*** Supplied records ***
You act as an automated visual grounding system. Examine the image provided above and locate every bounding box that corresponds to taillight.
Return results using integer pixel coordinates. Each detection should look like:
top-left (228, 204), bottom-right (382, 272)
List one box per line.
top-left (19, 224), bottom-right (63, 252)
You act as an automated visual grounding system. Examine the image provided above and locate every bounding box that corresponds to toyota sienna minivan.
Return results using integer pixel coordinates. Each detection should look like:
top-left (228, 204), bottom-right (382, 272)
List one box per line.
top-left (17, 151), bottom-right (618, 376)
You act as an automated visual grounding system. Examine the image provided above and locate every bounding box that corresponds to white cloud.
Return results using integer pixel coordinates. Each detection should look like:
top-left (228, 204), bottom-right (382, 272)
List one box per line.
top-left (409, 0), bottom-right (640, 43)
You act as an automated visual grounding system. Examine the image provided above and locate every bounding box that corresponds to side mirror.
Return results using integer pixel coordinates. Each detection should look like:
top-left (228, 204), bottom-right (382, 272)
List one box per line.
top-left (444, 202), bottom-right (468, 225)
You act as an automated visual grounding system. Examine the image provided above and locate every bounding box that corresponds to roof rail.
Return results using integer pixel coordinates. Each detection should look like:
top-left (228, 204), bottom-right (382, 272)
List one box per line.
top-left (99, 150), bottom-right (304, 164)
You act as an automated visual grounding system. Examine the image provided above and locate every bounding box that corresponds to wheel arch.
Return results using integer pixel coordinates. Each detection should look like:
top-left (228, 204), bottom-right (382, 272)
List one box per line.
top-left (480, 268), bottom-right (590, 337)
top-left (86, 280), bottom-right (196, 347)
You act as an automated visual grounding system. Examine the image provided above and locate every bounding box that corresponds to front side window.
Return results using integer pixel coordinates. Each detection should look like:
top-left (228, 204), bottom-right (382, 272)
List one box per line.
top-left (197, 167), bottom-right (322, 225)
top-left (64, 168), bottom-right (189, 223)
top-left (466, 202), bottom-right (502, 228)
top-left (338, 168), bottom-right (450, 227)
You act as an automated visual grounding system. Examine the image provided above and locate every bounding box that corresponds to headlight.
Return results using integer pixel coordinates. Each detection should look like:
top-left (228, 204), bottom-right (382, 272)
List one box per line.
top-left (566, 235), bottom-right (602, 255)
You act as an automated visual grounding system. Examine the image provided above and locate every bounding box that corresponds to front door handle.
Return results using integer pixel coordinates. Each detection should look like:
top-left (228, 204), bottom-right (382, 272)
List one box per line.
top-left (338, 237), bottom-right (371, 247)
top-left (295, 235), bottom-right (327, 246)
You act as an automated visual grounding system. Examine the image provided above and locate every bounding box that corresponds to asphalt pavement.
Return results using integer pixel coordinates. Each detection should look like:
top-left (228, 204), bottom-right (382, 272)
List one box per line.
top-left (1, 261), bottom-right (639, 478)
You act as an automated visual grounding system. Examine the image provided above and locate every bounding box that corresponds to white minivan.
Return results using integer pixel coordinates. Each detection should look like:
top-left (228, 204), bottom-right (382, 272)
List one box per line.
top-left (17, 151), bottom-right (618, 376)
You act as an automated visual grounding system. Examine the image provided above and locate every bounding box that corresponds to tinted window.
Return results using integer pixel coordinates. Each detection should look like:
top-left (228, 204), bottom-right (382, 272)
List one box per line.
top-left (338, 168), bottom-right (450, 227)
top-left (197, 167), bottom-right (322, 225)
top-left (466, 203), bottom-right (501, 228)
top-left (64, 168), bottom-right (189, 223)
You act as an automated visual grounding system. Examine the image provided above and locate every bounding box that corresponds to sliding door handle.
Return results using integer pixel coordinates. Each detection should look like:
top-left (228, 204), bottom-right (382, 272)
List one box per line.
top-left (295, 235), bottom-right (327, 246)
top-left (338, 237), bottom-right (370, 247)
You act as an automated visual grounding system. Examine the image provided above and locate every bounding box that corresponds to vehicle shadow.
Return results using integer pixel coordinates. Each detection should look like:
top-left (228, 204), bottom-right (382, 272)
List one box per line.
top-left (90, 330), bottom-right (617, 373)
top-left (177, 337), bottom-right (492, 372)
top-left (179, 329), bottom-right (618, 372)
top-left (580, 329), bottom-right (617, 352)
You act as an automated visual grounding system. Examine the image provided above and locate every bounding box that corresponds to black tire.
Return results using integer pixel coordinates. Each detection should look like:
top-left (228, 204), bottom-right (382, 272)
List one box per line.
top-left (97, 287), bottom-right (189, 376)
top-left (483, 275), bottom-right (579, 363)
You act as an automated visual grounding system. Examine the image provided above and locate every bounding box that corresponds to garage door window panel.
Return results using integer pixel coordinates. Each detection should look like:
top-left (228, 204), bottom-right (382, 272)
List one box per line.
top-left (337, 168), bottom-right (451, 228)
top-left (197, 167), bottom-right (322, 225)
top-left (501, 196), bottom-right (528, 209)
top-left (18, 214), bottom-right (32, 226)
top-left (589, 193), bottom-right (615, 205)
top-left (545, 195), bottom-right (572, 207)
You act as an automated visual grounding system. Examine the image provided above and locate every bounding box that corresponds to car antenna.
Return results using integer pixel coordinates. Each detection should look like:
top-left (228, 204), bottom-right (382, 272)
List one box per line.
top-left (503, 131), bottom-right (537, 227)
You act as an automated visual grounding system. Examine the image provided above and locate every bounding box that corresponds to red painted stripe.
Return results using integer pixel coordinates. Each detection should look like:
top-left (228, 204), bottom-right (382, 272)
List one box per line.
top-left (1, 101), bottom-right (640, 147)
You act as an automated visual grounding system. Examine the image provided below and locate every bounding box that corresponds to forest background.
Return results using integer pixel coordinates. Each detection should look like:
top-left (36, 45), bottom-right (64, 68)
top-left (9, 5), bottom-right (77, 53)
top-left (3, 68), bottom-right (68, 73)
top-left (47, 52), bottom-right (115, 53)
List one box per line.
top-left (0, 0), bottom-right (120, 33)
*** End of Supplied records ***
*** Supplied records ***
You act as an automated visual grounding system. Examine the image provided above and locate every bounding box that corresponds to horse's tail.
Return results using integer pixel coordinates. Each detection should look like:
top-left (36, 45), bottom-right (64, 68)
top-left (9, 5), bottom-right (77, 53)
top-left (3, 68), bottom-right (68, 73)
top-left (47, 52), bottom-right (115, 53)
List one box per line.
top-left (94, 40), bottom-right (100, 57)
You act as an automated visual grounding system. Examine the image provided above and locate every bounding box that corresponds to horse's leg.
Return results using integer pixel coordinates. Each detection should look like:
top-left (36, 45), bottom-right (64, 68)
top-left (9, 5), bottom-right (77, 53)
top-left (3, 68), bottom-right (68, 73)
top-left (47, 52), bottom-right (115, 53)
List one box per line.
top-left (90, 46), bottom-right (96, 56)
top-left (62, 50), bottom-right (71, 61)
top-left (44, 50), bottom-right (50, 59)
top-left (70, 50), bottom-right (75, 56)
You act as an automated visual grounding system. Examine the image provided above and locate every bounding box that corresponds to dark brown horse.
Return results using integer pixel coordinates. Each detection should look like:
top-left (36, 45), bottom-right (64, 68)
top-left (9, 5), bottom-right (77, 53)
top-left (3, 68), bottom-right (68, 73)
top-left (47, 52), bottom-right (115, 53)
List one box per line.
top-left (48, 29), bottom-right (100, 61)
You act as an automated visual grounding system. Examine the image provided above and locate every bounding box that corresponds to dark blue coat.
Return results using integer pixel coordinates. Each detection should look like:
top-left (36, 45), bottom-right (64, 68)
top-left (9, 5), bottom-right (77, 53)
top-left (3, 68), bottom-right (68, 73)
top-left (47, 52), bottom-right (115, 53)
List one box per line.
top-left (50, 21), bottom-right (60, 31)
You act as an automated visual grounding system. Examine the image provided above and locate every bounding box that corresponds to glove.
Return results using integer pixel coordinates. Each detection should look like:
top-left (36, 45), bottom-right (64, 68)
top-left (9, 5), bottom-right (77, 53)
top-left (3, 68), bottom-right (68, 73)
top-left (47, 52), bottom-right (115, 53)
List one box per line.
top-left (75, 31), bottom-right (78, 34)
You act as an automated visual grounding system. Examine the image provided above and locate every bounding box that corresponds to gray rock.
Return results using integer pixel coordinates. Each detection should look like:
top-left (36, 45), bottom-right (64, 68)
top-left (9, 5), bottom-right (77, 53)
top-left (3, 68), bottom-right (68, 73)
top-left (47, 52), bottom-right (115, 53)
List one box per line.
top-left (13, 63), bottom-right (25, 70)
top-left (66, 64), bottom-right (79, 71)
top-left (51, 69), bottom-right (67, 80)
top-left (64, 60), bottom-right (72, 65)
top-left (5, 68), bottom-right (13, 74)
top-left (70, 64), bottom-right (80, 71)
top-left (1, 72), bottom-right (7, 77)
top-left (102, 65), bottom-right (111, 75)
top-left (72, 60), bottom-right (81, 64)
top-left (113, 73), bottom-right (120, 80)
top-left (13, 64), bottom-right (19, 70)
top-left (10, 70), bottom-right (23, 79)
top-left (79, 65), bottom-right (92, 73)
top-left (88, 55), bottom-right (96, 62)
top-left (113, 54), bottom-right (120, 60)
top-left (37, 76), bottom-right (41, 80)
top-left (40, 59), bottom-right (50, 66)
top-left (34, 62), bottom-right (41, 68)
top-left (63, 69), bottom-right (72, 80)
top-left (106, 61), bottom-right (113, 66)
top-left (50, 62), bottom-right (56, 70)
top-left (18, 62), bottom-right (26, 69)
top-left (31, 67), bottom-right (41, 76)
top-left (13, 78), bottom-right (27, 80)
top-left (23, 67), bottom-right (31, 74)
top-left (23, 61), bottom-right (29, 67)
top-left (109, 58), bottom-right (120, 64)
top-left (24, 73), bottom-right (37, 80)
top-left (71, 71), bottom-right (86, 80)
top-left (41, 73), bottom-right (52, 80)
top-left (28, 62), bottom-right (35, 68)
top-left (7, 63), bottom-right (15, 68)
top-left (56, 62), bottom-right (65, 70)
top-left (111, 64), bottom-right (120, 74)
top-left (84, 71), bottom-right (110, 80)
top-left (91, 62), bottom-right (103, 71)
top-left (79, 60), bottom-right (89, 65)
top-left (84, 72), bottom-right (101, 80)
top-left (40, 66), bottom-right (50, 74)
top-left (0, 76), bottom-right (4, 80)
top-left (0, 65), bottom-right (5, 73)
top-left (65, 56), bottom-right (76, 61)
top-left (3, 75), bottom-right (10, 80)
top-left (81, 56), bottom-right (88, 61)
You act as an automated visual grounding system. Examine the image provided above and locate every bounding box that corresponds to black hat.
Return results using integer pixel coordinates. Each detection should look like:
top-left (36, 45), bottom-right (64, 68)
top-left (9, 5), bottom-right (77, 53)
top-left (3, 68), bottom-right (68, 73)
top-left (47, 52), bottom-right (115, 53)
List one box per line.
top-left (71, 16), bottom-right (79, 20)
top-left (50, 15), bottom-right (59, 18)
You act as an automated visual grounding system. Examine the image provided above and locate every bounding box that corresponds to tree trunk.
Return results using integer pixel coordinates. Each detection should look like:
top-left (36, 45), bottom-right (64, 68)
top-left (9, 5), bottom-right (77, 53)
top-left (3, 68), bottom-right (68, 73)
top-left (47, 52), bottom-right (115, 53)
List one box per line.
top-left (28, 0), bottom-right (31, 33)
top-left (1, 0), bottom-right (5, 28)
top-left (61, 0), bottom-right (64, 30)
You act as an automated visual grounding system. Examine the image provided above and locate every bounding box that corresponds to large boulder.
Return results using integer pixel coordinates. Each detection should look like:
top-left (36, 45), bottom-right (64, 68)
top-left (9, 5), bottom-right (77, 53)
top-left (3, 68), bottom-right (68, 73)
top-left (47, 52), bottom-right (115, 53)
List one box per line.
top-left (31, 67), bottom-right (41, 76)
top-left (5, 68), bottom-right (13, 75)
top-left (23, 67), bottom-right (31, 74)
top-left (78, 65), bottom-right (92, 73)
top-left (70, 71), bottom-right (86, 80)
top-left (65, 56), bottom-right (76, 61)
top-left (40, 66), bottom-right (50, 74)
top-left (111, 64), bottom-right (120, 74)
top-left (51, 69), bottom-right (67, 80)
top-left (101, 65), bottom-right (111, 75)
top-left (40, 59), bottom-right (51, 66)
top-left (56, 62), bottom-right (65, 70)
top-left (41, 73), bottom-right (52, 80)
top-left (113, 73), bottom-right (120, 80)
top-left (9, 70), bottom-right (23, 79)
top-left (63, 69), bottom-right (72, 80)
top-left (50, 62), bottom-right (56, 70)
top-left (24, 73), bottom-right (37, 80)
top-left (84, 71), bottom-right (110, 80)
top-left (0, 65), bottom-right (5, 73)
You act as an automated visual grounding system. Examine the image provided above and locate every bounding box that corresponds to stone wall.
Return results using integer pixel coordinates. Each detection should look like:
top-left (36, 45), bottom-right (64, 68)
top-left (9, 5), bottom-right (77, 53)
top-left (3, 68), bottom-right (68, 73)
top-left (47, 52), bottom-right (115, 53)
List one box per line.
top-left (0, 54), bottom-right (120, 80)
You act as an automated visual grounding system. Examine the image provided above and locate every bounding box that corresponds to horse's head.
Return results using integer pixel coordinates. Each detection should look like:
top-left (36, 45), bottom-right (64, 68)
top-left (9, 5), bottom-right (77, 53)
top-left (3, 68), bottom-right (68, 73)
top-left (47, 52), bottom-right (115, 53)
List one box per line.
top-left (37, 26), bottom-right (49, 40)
*** End of Supplied records ***
*** Supplied records ***
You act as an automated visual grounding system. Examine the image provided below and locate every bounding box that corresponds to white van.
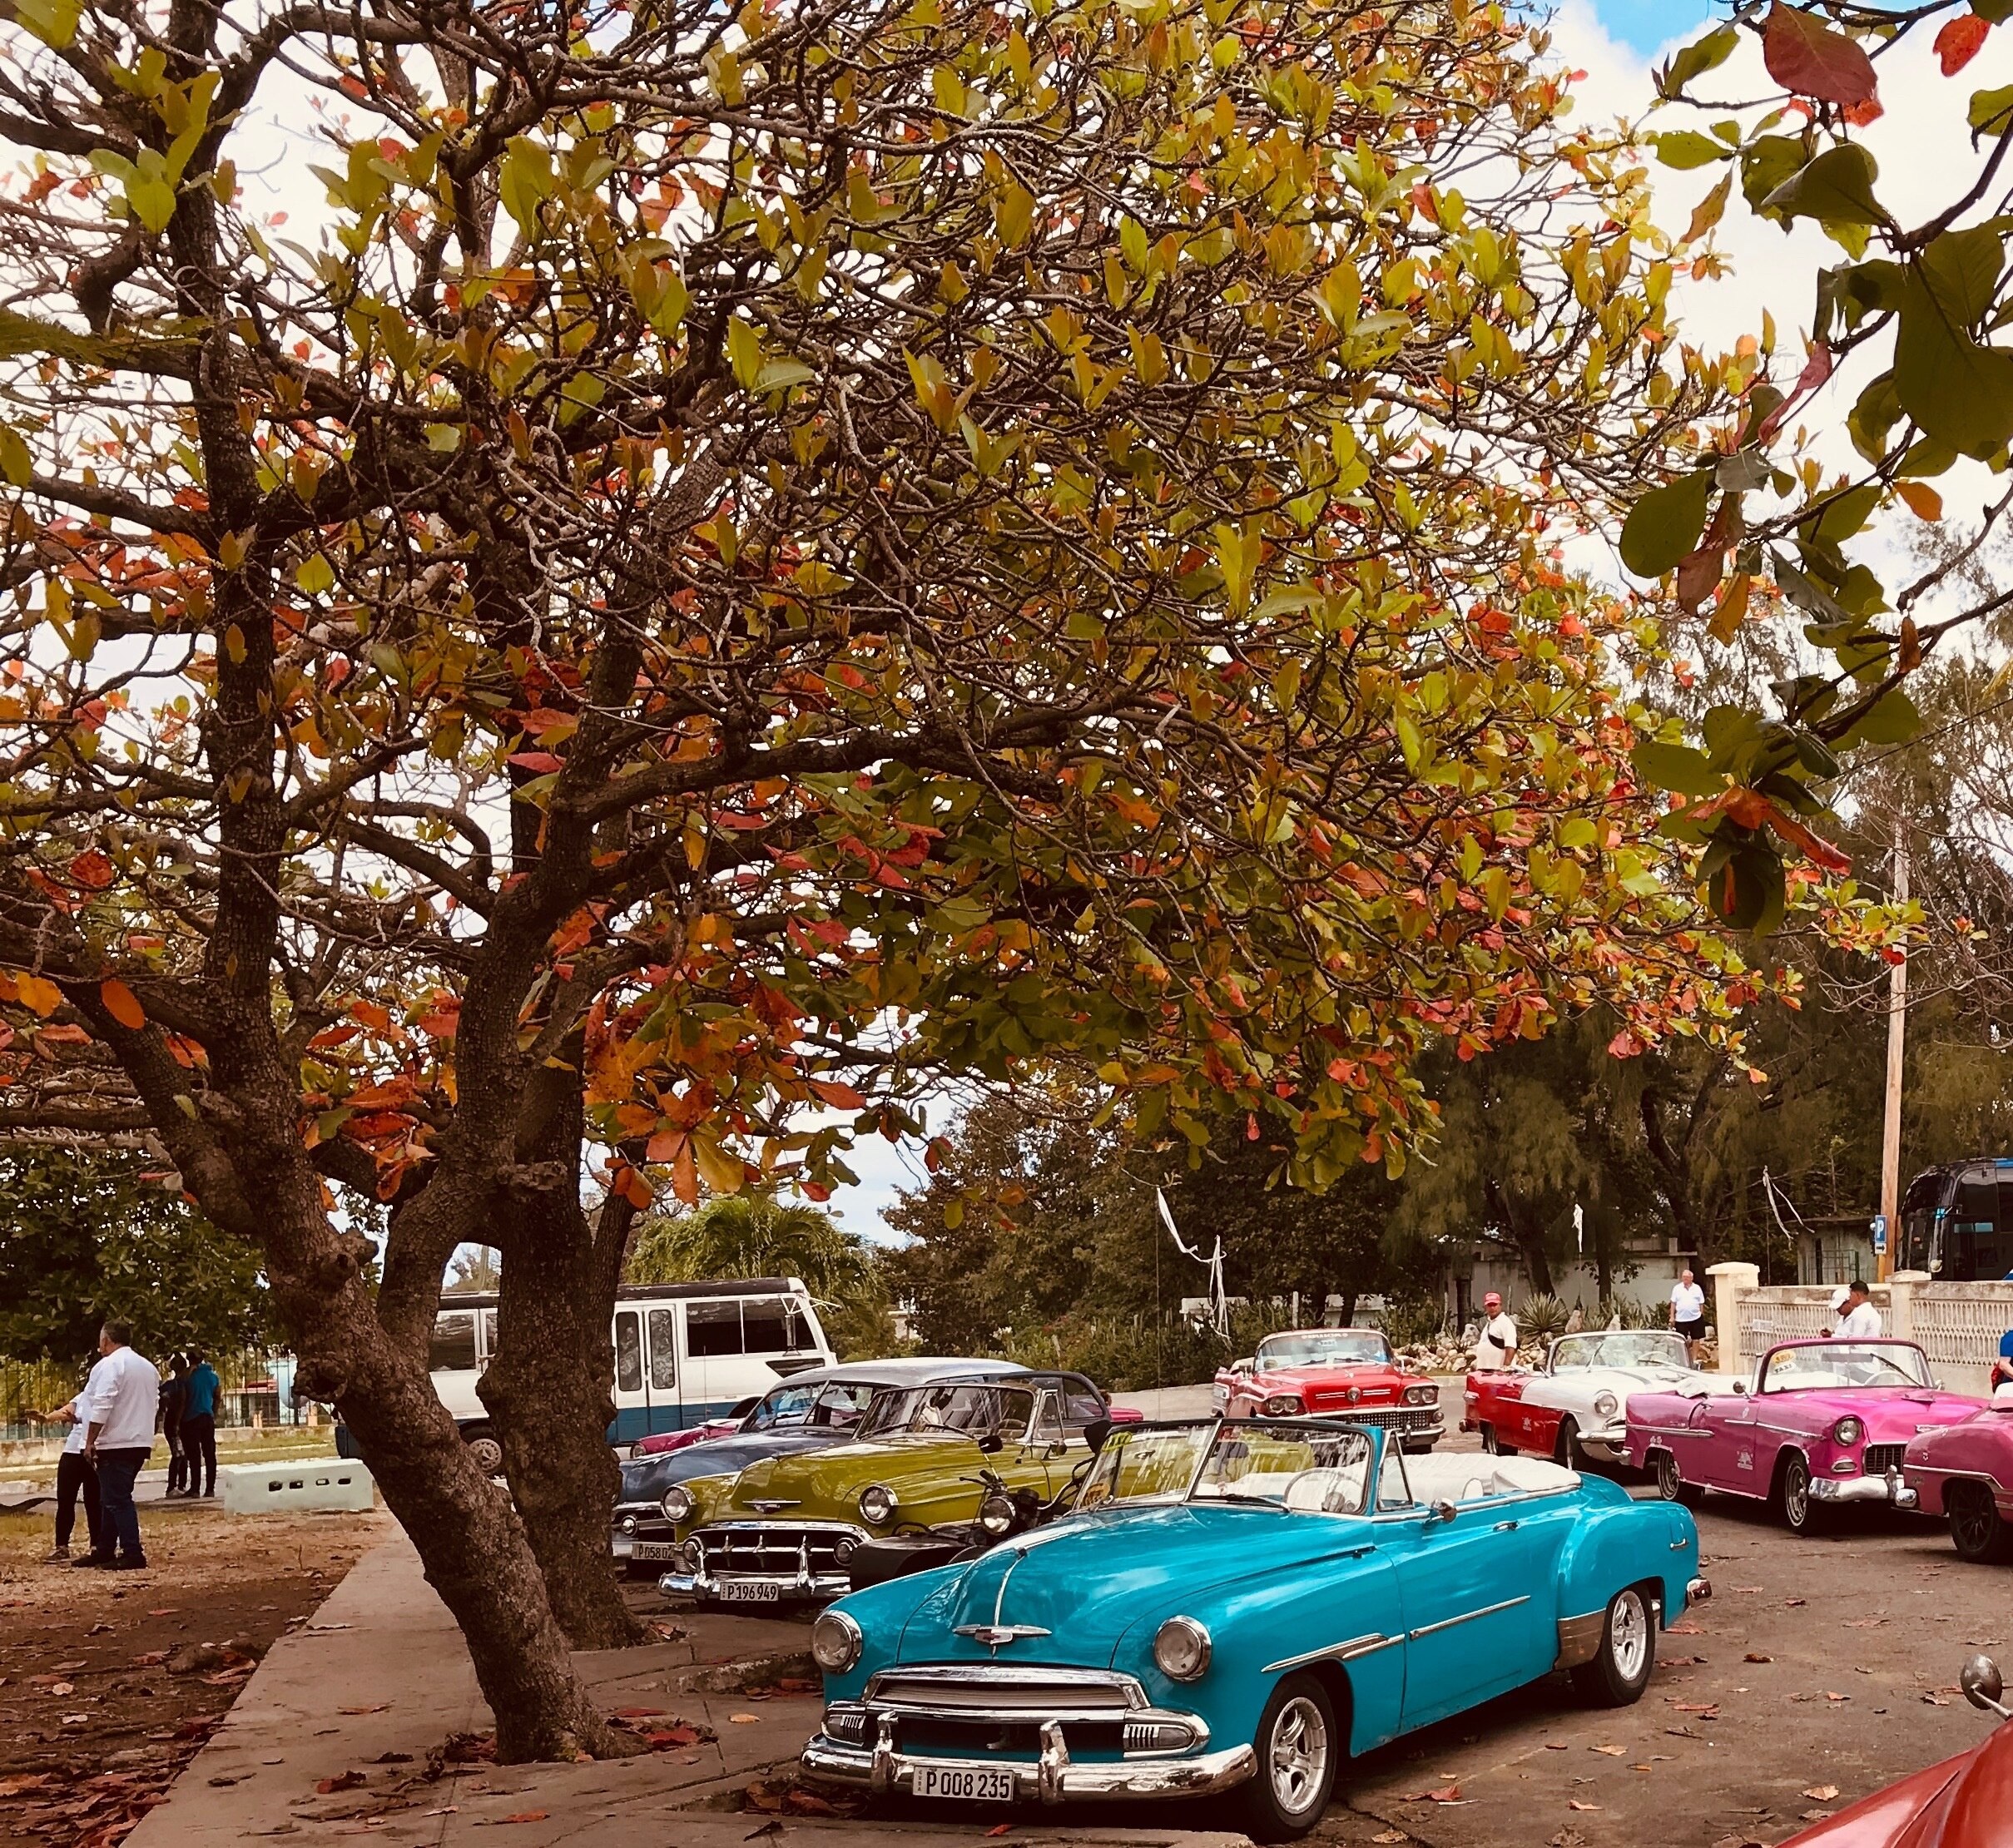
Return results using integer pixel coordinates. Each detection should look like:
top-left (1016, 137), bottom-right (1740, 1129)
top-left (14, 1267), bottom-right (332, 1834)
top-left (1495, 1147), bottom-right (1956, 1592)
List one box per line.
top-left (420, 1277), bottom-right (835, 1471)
*** End of Supplied records ***
→ **Task goal**
If a line in the data above contains "window", return that line.

→ **Exercise output**
You act as an automated visual grounding system. Examine the image provided above and locate every bounding box that corresponds to front side window.
You act as an automated visual grounding system. Examine the image provided above and locate every bounding box that corresponds to tinted window.
You act as an automated visual grounding system. Examine the image provided above and locate every bounding box that corresponds to garage door window panel.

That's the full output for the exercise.